Aim - Rewrite the items starting with the line that contains "-- lua: locate the elbow pad" and going on through the line that contains "[89,127,119,164]", requests included, with every bounding box coordinate in the answers offset by 26.

Data extract -
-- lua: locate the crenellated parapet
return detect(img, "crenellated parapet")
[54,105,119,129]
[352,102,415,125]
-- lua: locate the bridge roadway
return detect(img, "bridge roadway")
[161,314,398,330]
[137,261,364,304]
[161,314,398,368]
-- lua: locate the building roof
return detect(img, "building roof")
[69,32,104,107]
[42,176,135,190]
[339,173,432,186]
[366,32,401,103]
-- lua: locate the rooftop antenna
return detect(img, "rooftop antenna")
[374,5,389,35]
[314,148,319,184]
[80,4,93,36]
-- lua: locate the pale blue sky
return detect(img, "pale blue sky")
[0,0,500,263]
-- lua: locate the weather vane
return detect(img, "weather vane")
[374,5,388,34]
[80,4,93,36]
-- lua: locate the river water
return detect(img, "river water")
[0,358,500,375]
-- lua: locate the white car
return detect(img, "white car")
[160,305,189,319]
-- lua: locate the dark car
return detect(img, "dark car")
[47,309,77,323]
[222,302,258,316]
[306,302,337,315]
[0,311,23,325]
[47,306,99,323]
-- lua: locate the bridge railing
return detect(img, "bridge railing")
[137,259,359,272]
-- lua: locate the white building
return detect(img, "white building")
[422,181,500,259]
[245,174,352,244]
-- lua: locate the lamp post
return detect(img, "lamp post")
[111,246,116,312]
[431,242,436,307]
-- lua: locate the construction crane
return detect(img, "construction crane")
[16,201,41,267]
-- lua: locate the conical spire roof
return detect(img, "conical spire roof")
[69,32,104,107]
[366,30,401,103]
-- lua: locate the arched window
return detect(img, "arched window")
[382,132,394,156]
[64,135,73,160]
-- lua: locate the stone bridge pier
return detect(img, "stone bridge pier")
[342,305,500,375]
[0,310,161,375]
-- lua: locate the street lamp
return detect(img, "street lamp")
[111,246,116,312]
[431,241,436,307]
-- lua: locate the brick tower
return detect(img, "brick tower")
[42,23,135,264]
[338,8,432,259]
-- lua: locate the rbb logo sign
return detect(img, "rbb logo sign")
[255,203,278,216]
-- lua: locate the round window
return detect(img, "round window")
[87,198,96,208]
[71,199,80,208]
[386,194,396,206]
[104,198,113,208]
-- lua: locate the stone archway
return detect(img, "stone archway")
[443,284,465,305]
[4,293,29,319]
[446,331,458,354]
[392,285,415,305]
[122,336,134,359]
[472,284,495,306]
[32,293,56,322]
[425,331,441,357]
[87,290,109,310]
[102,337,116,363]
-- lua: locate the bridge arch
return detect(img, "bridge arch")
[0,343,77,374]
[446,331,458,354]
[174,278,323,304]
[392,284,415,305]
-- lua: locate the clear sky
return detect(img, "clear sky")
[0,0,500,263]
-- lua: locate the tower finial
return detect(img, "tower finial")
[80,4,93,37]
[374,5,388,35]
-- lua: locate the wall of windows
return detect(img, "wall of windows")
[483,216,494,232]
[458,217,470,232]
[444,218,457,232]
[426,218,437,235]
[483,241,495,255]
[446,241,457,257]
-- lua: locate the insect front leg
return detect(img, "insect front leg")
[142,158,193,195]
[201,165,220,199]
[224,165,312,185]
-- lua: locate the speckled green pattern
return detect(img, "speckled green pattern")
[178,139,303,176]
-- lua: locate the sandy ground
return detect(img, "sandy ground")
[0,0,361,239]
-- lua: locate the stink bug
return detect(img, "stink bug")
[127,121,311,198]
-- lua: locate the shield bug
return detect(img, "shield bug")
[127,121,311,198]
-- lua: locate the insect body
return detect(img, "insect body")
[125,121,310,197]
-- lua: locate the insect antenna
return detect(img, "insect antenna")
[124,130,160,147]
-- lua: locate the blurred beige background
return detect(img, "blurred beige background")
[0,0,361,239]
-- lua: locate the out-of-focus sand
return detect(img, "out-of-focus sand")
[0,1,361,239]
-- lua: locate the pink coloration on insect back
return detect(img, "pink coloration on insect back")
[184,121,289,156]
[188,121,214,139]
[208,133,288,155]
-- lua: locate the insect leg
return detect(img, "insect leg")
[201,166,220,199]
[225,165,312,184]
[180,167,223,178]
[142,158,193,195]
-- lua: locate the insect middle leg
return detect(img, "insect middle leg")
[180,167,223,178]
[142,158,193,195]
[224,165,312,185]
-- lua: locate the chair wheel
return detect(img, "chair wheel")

--

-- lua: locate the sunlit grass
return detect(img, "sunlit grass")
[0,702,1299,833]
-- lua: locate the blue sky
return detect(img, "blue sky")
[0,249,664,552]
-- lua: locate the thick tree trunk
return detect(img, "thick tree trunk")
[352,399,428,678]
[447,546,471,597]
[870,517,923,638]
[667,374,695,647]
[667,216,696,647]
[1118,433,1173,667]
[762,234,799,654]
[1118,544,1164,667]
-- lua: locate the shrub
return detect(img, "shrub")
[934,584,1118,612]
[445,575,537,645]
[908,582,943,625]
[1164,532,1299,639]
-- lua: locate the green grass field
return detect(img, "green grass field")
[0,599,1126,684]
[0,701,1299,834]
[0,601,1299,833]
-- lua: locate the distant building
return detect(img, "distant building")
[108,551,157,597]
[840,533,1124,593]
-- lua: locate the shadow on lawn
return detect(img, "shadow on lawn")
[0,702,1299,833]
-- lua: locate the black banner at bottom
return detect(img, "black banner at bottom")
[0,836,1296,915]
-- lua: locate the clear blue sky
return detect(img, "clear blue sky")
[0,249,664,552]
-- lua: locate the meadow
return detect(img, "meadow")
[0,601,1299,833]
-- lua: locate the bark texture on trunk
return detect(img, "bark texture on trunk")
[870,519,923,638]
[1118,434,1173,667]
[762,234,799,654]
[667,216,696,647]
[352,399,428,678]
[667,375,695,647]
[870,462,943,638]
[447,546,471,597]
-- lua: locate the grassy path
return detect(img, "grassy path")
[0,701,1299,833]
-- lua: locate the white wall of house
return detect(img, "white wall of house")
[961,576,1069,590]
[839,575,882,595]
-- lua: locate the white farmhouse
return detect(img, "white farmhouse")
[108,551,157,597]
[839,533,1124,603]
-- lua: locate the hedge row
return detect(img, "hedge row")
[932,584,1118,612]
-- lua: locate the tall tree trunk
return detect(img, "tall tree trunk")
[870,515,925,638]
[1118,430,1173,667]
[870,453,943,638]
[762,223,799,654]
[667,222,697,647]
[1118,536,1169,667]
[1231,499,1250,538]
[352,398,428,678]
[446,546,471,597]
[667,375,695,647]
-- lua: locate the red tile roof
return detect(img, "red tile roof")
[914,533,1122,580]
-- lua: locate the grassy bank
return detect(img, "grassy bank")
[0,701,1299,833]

--

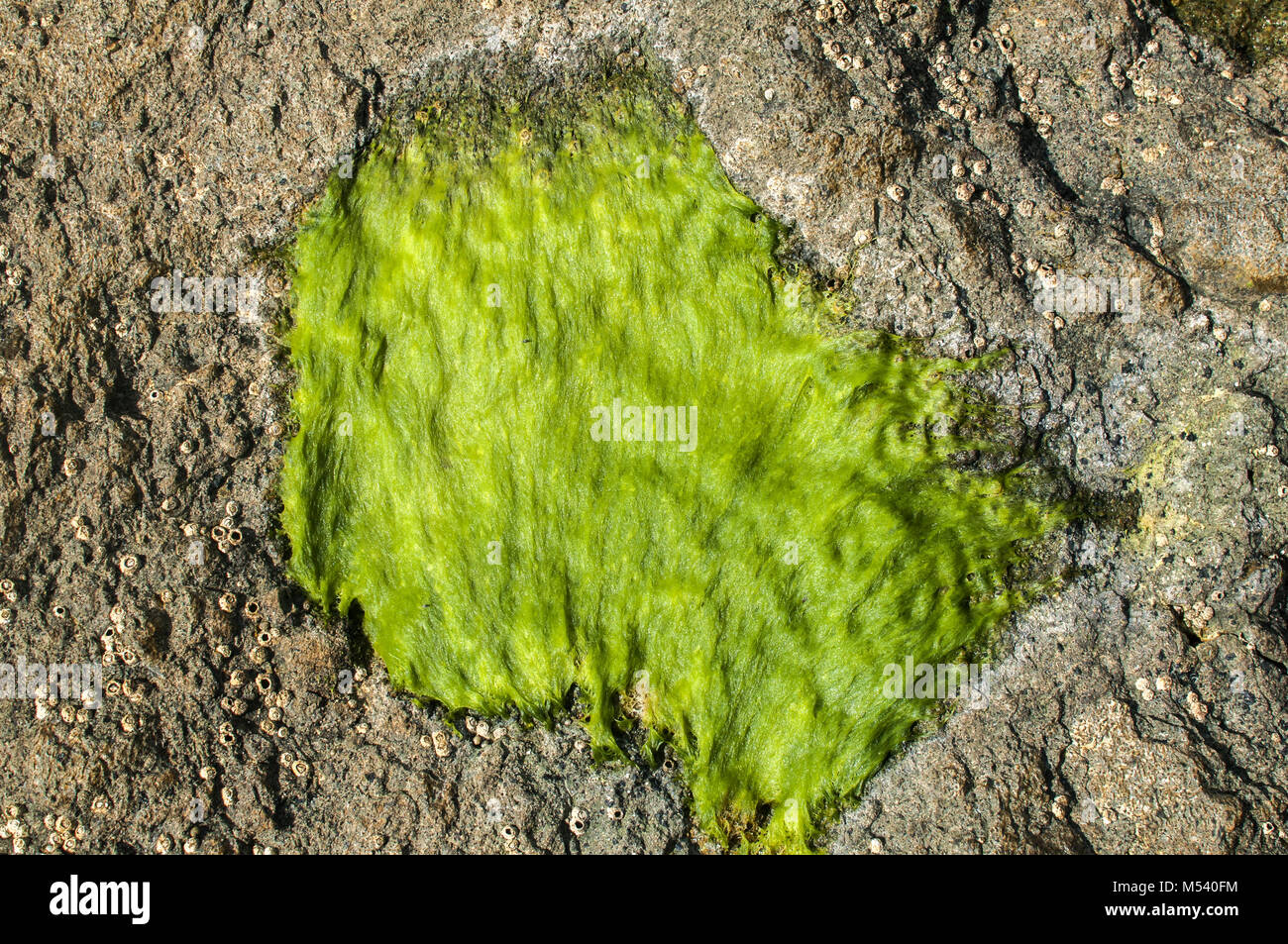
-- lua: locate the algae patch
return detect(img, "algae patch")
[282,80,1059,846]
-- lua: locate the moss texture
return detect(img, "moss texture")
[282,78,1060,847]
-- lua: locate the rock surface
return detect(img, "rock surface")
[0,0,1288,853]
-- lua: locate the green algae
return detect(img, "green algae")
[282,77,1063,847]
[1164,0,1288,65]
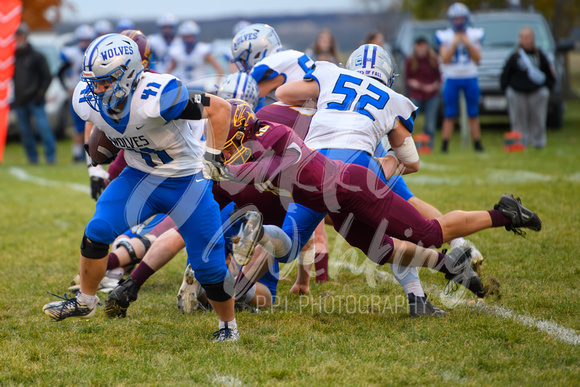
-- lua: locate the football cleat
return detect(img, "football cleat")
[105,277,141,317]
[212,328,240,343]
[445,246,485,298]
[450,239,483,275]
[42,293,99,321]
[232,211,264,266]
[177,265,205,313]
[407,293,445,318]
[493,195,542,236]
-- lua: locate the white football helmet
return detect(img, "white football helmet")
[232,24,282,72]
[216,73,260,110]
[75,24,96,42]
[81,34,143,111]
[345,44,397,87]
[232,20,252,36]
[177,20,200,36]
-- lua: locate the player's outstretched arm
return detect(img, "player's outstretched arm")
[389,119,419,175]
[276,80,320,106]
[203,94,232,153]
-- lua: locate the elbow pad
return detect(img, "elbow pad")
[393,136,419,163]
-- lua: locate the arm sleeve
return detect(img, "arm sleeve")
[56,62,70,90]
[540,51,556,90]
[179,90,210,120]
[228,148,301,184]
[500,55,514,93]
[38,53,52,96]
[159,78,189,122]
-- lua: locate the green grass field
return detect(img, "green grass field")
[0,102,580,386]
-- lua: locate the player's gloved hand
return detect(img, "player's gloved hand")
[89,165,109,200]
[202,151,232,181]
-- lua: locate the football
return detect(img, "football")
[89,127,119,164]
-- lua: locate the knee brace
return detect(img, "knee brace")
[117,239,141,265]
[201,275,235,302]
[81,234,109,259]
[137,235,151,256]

Result of this task -
-- lua: locate the elbow pad
return detect(img, "elbow pad")
[419,162,445,189]
-- lua: locate the arm sleeve
return detect(img, "arm sleeve")
[82,88,96,116]
[566,77,582,116]
[205,116,236,146]
[254,174,327,210]
[526,81,540,119]
[64,79,78,122]
[185,104,215,148]
-- lua: locate the green grass field
return detect(img, "green grass field")
[26,128,606,412]
-- lua: locate the player's gloved hand
return detect(img, "player's gloved hand")
[115,191,135,226]
[228,177,258,207]
-- lua: locate the football
return detect(img, "football")
[115,153,145,190]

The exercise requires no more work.